◆ What you should do ◆
Among the records that follow, find the line with "[ ] one point per instance of the backhoe" and the line with "[ ] one point per instance of the operator". Set down those lines and all lines between them exactly, without adding anything.

◆ Exercise data ◆

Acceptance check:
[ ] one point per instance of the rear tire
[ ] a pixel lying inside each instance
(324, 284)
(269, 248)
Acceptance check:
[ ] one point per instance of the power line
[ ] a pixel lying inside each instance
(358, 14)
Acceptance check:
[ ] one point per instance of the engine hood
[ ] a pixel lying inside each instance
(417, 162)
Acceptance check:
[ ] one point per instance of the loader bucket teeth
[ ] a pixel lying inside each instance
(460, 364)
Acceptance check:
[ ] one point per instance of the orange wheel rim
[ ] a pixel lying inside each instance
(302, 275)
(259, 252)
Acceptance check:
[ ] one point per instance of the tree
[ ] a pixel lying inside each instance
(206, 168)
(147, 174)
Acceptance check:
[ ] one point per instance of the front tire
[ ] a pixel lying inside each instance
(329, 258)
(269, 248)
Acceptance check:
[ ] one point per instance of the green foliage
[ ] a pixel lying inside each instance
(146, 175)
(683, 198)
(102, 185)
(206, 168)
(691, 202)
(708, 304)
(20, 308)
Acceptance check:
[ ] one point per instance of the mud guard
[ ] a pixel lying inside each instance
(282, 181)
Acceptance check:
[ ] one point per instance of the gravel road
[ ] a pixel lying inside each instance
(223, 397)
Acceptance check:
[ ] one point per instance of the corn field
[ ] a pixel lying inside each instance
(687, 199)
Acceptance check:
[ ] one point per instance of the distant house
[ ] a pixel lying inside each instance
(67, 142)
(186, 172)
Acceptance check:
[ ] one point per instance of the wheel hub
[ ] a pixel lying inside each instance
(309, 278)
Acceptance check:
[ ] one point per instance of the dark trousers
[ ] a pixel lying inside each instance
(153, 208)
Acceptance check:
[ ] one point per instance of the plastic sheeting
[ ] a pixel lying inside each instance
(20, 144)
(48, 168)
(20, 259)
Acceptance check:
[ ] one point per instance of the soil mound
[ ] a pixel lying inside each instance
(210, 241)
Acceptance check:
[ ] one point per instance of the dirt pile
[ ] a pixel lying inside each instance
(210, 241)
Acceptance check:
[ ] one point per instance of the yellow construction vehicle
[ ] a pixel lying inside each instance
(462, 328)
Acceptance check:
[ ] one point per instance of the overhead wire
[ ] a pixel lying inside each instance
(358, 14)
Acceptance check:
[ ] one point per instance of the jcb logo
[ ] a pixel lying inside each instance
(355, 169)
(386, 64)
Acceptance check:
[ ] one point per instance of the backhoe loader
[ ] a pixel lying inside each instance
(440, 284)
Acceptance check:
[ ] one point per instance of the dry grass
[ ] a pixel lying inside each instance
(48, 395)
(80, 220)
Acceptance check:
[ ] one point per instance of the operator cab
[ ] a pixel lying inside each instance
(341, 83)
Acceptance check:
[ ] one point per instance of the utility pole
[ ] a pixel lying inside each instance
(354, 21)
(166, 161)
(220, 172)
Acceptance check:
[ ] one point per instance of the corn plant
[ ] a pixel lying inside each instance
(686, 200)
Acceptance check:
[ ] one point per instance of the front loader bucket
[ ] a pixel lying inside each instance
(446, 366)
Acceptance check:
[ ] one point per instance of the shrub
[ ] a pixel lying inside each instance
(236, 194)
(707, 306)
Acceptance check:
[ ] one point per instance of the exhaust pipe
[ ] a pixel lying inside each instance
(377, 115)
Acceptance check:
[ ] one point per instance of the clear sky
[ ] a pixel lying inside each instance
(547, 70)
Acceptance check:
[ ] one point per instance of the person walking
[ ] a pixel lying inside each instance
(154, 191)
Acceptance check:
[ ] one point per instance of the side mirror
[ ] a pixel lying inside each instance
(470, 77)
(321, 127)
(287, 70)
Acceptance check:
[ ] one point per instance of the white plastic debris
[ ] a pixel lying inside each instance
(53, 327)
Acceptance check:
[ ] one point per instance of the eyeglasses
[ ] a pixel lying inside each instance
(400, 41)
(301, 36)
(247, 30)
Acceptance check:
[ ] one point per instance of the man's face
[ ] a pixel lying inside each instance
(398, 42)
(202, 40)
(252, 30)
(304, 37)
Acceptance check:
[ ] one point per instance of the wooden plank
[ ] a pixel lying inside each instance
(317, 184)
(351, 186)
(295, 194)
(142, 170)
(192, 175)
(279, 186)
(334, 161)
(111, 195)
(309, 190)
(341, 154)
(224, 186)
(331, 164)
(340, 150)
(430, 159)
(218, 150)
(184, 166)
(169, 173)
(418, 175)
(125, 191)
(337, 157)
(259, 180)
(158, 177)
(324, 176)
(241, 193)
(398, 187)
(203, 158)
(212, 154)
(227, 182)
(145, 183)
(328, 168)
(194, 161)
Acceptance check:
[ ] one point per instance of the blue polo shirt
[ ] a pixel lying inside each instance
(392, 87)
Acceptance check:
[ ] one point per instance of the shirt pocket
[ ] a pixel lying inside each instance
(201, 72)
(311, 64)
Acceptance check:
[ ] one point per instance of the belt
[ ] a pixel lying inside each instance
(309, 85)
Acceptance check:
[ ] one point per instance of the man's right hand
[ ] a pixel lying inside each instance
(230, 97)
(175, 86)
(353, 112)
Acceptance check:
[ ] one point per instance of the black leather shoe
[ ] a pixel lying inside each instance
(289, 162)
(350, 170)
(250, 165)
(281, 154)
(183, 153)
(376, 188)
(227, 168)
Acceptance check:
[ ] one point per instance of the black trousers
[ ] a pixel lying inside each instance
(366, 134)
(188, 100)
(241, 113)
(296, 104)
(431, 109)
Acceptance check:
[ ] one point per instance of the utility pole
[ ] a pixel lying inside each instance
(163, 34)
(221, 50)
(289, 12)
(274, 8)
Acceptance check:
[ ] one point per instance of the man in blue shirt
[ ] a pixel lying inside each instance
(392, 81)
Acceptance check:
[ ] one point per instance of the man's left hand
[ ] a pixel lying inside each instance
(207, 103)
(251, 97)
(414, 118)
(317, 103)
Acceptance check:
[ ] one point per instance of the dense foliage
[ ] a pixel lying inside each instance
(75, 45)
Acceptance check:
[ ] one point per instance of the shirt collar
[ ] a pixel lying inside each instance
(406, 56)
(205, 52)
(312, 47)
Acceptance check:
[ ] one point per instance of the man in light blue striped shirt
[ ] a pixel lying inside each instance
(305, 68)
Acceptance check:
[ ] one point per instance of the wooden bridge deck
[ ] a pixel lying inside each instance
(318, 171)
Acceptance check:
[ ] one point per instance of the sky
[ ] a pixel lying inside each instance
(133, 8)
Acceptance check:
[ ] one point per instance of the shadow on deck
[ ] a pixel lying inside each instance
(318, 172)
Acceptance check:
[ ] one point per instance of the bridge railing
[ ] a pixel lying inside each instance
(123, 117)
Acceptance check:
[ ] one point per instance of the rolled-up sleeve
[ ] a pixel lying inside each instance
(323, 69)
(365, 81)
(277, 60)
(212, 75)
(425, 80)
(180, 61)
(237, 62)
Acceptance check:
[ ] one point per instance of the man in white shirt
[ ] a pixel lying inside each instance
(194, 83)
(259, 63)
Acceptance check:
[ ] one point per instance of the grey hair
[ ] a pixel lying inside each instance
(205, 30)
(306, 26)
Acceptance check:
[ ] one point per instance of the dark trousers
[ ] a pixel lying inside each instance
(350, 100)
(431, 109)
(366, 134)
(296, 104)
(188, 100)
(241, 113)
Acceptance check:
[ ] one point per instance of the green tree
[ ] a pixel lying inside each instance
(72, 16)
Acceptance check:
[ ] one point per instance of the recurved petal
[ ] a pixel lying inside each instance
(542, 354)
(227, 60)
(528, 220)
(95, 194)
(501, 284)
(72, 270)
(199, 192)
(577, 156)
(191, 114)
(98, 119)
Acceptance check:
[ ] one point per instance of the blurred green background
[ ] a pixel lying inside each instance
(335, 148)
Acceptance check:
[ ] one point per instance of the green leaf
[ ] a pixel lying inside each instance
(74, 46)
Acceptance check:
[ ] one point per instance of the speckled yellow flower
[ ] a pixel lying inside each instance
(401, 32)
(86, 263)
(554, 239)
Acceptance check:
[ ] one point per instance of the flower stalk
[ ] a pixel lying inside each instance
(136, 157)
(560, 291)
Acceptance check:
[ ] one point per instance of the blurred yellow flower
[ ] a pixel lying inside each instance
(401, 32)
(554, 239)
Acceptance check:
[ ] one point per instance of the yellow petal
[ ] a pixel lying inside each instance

◆ Answer for this exercise ◆
[ ] one point per instance of the backhoe loader
[ ] a pixel lying inside each instance
(440, 284)
Acceptance check:
[ ] one point per instance of the dry grass
[ ] a pixel lying inside each instance
(48, 395)
(80, 220)
Acceptance check:
[ ] one point per instance of the operator cab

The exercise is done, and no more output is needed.